QUOTED PASSAGE:
Property tax relief from Colorado: what is it?

Last week, Gov. Polis called a special legislative session to approve property tax relief. After four days of discussion and debate, lawmakers approved the property tax relief from Colorado, and on Monday night, Gov. Polis signed the legislation into law.  

“I’m proud to provide immediate property tax relief in partnership with the legislature for all Coloradans and help those who need it the most,” Gov. Polis said in a tweet. “Thanks to these actions, more hardworking people can stay in the communities they love or grew up in.”

The new legislation raises the exemption for homeowners from $15,000 to $55,000. Also, the new legislation reduces the statewide assessment rate, which is used to determine the final tax, to 6.7% from 6.765%.

Thanks to the new change and lower property tax rates, a person whose home value is a half-million dollars could save a couple hundred dollars. On the other hand, a homeowner with a house worth $5 million could save a couple thousand dollars.

However, the savings will likely compensate partly for next year’s tax bill increases due to higher property values. The changes will apply to the current tax year, for which the taxes will be paid next year.

Other benefits for low-income families

In addition to the property tax relief from Colorado, lawmakers also changed how the state will pay TABOR (Taxpayer Bill of Rights) refunds next year. Usually, the state pays TABOR refunds in tiers, with those with higher income receiving comparatively higher refunds as they paid more in taxes.

MATERIAL:

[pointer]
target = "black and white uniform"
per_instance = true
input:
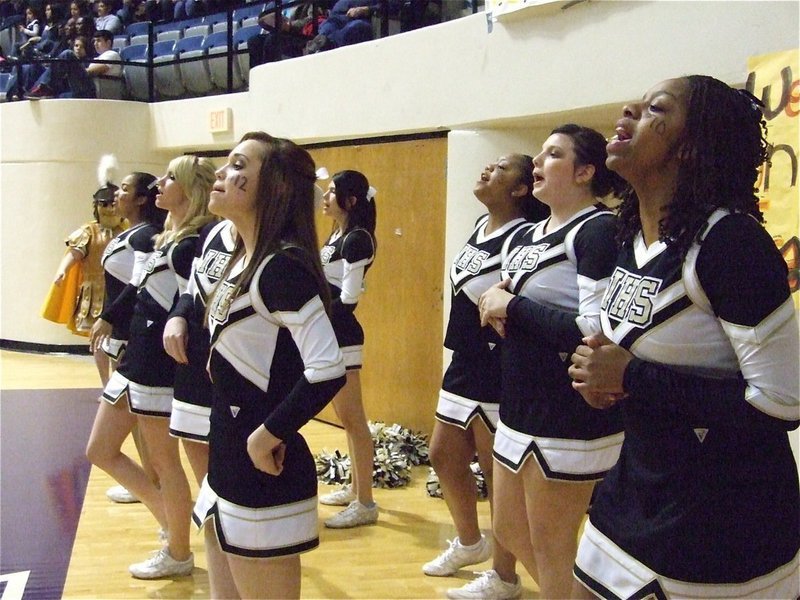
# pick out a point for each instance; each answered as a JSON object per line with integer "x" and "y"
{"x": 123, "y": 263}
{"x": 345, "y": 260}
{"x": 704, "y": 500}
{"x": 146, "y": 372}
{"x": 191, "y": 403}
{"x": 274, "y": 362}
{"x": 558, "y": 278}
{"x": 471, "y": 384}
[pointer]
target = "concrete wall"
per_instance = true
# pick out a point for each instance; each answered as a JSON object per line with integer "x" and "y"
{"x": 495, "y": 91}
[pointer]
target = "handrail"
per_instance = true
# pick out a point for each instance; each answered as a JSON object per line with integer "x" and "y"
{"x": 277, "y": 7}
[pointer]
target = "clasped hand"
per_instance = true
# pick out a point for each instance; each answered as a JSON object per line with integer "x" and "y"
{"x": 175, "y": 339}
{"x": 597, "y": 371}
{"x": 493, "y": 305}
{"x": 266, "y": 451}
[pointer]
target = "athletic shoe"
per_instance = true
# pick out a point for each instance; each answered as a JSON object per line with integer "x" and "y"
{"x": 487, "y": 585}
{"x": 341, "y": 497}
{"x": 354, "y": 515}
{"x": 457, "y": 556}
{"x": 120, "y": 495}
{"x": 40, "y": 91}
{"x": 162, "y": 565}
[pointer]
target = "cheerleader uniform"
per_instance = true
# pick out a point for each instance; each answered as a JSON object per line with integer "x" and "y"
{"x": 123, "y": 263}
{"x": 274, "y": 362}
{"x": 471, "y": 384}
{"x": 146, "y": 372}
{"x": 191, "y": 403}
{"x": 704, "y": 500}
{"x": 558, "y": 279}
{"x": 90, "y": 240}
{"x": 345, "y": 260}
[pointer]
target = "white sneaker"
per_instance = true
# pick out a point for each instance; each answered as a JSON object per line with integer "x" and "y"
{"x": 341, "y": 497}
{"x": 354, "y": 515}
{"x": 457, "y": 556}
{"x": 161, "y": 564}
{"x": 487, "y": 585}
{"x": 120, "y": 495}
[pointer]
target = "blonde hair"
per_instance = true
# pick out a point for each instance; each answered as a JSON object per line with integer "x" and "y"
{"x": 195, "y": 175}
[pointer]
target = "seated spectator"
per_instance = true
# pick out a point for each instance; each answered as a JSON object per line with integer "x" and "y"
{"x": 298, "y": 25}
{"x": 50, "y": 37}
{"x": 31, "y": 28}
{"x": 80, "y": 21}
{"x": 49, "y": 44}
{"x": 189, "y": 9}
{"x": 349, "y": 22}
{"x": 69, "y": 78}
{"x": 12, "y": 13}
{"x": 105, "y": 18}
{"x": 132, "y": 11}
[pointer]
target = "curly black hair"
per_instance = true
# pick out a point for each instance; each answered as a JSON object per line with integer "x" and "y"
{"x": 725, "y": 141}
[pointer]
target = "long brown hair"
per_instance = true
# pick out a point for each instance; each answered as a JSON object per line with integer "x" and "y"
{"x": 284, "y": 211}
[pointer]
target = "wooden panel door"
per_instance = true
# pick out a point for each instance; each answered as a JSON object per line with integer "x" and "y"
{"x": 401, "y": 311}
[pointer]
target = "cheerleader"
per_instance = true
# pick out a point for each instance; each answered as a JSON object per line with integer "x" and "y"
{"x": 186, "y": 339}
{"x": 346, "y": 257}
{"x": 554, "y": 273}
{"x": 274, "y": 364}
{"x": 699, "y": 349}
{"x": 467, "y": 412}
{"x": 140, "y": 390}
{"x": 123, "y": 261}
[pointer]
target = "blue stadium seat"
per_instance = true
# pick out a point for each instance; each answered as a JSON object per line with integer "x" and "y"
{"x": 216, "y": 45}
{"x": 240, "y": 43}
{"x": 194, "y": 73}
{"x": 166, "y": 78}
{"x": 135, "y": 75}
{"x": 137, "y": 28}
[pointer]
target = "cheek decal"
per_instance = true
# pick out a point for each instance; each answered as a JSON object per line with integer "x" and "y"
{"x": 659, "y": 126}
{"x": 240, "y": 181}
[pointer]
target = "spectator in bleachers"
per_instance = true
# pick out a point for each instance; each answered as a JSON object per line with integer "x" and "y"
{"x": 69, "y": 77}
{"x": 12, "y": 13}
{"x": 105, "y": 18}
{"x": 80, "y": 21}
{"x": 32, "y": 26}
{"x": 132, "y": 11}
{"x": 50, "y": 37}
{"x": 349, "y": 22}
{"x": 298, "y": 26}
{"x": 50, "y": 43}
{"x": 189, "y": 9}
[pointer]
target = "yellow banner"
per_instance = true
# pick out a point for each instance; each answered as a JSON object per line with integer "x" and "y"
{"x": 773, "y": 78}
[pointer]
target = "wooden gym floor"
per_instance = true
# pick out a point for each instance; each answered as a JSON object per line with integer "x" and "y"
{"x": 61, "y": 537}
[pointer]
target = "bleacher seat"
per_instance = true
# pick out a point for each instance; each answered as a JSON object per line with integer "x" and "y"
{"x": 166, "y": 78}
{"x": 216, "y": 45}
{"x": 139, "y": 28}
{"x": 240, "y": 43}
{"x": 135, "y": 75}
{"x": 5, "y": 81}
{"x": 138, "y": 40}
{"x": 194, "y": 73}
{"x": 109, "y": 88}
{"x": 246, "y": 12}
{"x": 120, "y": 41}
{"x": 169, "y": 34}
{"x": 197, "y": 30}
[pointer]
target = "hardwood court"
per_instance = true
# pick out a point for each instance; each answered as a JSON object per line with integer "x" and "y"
--
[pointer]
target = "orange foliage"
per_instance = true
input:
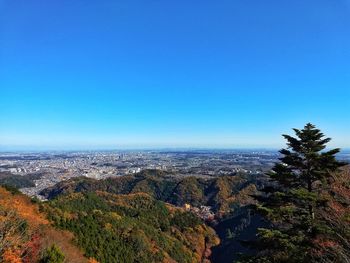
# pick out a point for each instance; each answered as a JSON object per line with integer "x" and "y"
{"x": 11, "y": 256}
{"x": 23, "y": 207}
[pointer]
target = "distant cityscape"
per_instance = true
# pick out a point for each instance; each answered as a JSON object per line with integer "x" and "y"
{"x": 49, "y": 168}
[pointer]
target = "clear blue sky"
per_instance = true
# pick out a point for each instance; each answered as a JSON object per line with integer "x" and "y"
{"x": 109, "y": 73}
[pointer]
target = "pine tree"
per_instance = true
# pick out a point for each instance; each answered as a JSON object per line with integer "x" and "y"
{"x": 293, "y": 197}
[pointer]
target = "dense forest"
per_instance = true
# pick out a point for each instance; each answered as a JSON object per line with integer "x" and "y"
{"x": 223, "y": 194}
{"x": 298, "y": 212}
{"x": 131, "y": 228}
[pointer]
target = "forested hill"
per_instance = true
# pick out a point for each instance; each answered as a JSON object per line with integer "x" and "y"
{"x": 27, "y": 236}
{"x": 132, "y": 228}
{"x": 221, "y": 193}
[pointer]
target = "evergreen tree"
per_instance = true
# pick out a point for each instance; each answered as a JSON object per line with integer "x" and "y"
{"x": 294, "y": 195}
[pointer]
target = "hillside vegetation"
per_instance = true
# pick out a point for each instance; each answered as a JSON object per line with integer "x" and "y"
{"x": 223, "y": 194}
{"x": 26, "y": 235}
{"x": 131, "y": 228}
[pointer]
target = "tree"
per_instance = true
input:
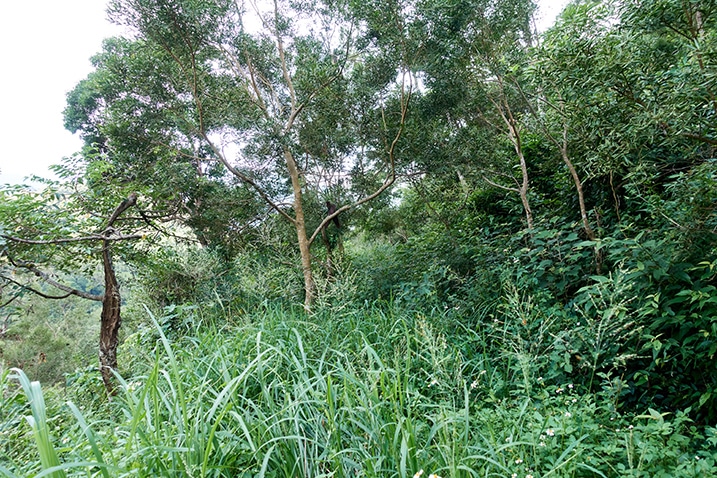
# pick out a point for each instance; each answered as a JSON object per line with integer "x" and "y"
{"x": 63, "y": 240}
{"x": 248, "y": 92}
* * *
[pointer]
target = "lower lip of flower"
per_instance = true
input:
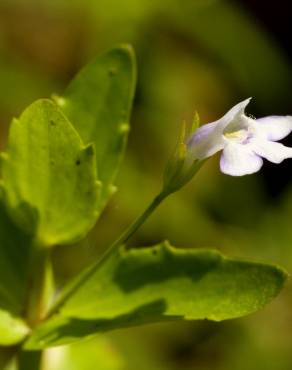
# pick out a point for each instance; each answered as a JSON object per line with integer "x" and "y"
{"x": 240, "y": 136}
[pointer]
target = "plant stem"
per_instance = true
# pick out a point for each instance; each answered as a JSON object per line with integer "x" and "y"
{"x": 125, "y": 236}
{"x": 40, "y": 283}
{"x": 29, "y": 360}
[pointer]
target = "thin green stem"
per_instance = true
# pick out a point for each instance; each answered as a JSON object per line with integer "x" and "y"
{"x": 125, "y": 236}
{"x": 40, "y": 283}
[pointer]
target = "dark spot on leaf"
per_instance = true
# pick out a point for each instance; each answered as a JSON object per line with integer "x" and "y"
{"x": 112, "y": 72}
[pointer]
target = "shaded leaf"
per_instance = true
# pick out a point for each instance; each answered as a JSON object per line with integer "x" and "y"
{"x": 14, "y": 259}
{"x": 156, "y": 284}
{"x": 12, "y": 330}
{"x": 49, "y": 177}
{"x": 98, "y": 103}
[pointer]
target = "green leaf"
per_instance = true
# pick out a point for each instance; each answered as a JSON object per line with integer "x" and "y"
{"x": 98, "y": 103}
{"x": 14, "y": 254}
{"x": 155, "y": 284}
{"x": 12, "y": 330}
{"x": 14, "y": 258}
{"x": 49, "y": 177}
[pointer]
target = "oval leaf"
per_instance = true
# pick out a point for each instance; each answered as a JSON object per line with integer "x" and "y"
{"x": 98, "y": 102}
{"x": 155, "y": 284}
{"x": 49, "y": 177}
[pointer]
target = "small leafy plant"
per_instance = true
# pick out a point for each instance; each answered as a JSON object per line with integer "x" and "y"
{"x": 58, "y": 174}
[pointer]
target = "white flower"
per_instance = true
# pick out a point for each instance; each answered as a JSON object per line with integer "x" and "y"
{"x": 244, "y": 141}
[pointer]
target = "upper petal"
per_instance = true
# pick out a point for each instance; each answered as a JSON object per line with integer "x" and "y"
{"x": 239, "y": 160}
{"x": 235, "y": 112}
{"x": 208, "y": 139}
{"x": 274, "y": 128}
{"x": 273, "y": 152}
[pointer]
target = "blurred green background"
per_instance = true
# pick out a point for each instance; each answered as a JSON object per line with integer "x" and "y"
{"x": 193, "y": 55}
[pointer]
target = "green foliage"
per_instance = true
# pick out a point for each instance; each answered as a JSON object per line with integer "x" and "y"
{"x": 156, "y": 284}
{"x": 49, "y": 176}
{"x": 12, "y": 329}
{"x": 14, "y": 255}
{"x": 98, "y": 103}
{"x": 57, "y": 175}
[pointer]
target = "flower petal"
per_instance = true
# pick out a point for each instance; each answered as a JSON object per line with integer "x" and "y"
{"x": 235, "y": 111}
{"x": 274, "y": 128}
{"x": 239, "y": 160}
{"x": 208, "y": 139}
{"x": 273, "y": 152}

TASK INSTRUCTIONS:
A) List every dollar amount in the Colorado property tax article that is written with a dollar sign.
B) Resume the Colorado property tax article after its final sentence.

PER-TASK ANSWERS:
A)
$15,000
$55,000
$5 million

B)
Starting next year, however, the state will pay a ‘flat’ refund, i.e., dividing the TABOR refunds equally among tax filers. The state adopted this system once before.

The refund is estimated to be around $800 next year. It would result in a gain of over $200 for those in the lowest income tier, but a loss of about $1,000 for those in the highest tier.

Another change that the lawmakers approved is expanding the state’s Earned Income Tax Credit (EITC). This change would mean low-income families would be getting $183 million more in EITC.

In all, those in the lowest income tier (more than 1.3 million tax filers) would witness about $474 million in new tax benefits. However, about $300 million of those benefits would come from higher TABOR refunds, while the rest will come from the expansion of the earned income credit.

“It takes from the rich and gives to the poor,” Rep. Gabe Evans said.